Pour les proches de Zofija, 100 ans, cet ultime acte de charité lui était tout simplement naturel. L’énergie qu’elle a trouvée alors qu’elle agonisait au Royal Derby Hospital pour prier pour l’homme qui l’avait mortellement frappée en lui brisant le cou, était à l’évidence le fruit d’une profonde capacité à accepter la vie que Dieu donne, et le mal qu’Il permet pour un plus grand bien.
 

Zofija Kaczan, agressée le 28 mai, est morte en ayant pardonné à son meurtrier

 
Née en Pologne, Zofija Kaczan a d’abord connu l’occupation nazie qui a vu son jeune frère exécuté par les Allemands dans la rue, alors qu’il n’avait pas encore 13 ans. Elle-même arrêtée, elle fut envoyée dans un camp de travail obligatoire en Pologne, logeant dans des baraquements dans un camp de concentration – il s’agirait de Dachau. Après la guerre – la Pologne était désormais sous le joug communiste – elle d’enfuyait avec son fiancé Mikolaj vers l’Angleterre, où elle devait passer le reste de sa vie sans jamais revoir ses parents. Accueillis dans un camp de réfugiés à West-on-Trent en 1948, le couple s’est marié en 1953 mais n’a jamais eu d’enfant.
 
Il y a dix ans, Zofija perdait son mari qui avait travaillé toute sa vie chez Rolls Royce et dont elle avait toujours été « inséparable ». Une voisine, amie proche, allait la voir tous les jours depuis son veuvage, l’aidant dans la vie quotidienne : Angelika Cybulska, qui est restée auprès de Zofija à l’hôpital jusqu’à son dernier souffle, raconte que la défunte avait été profondément traumatisée par la guerre et en parlait rarement. A 100 ans – anniversaire fêté en grande pompe à la paroisse au début du mois de mai – Zofija était en bonne santé et avait de nombreux projets, notamment celui de partir en vacances avec Angelika et sa famille sur la côte anglaise.

#### À FAIRE 1:
Recopiez le texte sur Zofija Kaczan, depuis « Pour les proches » jusqu'à « plus grand bien. ».
#### À FAIRE 2:
D'après le texte sur Zofija Kaczan, dans quelle entreprise son mari a-t-il travaillé toute sa vie ?
#### À FAIRE 3:
Poursuivez le texte sur Zofija Kaczan après sa dernière phrase.
Les enregistrements n'ont aucun lien avec le texte sur Zofija Kaczan.

#### INFORMATIONS AFFICHÉES:
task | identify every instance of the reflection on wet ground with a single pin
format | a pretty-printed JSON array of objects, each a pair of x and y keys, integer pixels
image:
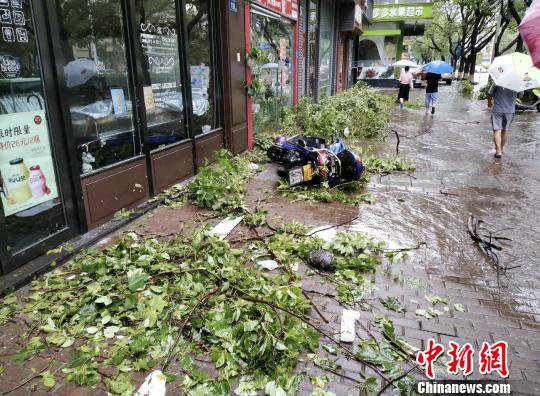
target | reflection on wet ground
[{"x": 457, "y": 175}]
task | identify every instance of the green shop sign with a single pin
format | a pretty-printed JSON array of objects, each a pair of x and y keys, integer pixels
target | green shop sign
[{"x": 402, "y": 12}]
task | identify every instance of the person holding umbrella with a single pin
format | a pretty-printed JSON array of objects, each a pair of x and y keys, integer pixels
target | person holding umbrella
[
  {"x": 405, "y": 85},
  {"x": 434, "y": 71},
  {"x": 511, "y": 74},
  {"x": 405, "y": 80},
  {"x": 502, "y": 114}
]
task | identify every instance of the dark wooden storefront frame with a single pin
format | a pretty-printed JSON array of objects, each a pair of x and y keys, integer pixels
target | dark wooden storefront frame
[
  {"x": 69, "y": 190},
  {"x": 149, "y": 165},
  {"x": 156, "y": 161}
]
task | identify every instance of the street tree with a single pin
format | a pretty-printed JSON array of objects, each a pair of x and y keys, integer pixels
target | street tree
[{"x": 508, "y": 39}]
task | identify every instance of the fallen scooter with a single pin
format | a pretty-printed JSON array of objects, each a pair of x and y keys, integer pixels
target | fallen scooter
[
  {"x": 305, "y": 159},
  {"x": 530, "y": 101}
]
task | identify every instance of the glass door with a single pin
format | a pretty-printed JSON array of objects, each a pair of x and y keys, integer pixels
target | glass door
[
  {"x": 162, "y": 85},
  {"x": 33, "y": 216},
  {"x": 273, "y": 35}
]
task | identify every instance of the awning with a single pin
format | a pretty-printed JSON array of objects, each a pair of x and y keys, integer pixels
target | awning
[{"x": 383, "y": 32}]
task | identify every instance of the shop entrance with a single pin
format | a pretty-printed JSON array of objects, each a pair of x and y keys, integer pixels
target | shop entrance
[
  {"x": 274, "y": 36},
  {"x": 37, "y": 210},
  {"x": 139, "y": 95}
]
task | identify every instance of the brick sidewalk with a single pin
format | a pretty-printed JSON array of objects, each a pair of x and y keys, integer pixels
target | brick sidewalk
[
  {"x": 483, "y": 321},
  {"x": 409, "y": 210}
]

#### RÉSULTAT 1:
Pour les proches de Zofija, 100 ans, cet ultime acte de charité lui était tout simplement naturel. L’énergie qu’elle a trouvée alors qu’elle agonisait au Royal Derby Hospital pour prier pour l’homme qui l’avait mortellement frappée en lui brisant le cou, était à l’évidence le fruit d’une profonde capacité à accepter la vie que Dieu donne, et le mal qu’Il permet pour un plus grand bien.

#### RÉSULTAT 2:
Chez Rolls Royce.

#### RÉSULTAT 3:
 

Profondément catholique, la centenaire polonaise a prié pour le salut de l’âme de son agresseur sur son lit de mort

 
Elle rendait toujours service à sa voisine Stacia Fitzimmons, 55 ans, employée des hôpitaux, faisant ses courses à la pharmacie pendant que celle-ci préparait les repas et lavait le linge de la vieille dame : « Elle était comme une mère pour moi », témoigne l’Anglaise qui bavardait avec sa voisine tous les jours que Dieu fait.
 
C’est cette femme « remarquable » de l’avis de ceux qui la connaissent qui a été victime d’une agression particulièrement lâche, au cours de laquelle elle a été frappée par derrière et laissée à terre, le cou brisé, le visage ensanglanté par un criminel de 39 ans qui a semble-t-il trouvé un millier de livres dans son pauvre sac en cuir d’imitation : Mme Kaczan n’aimait pas laisser son argent à la maison… L’homme, d’abord interpellé à propos du vol, et remis en liberté, a été arrêté et inculpé d’assassinat jeudi.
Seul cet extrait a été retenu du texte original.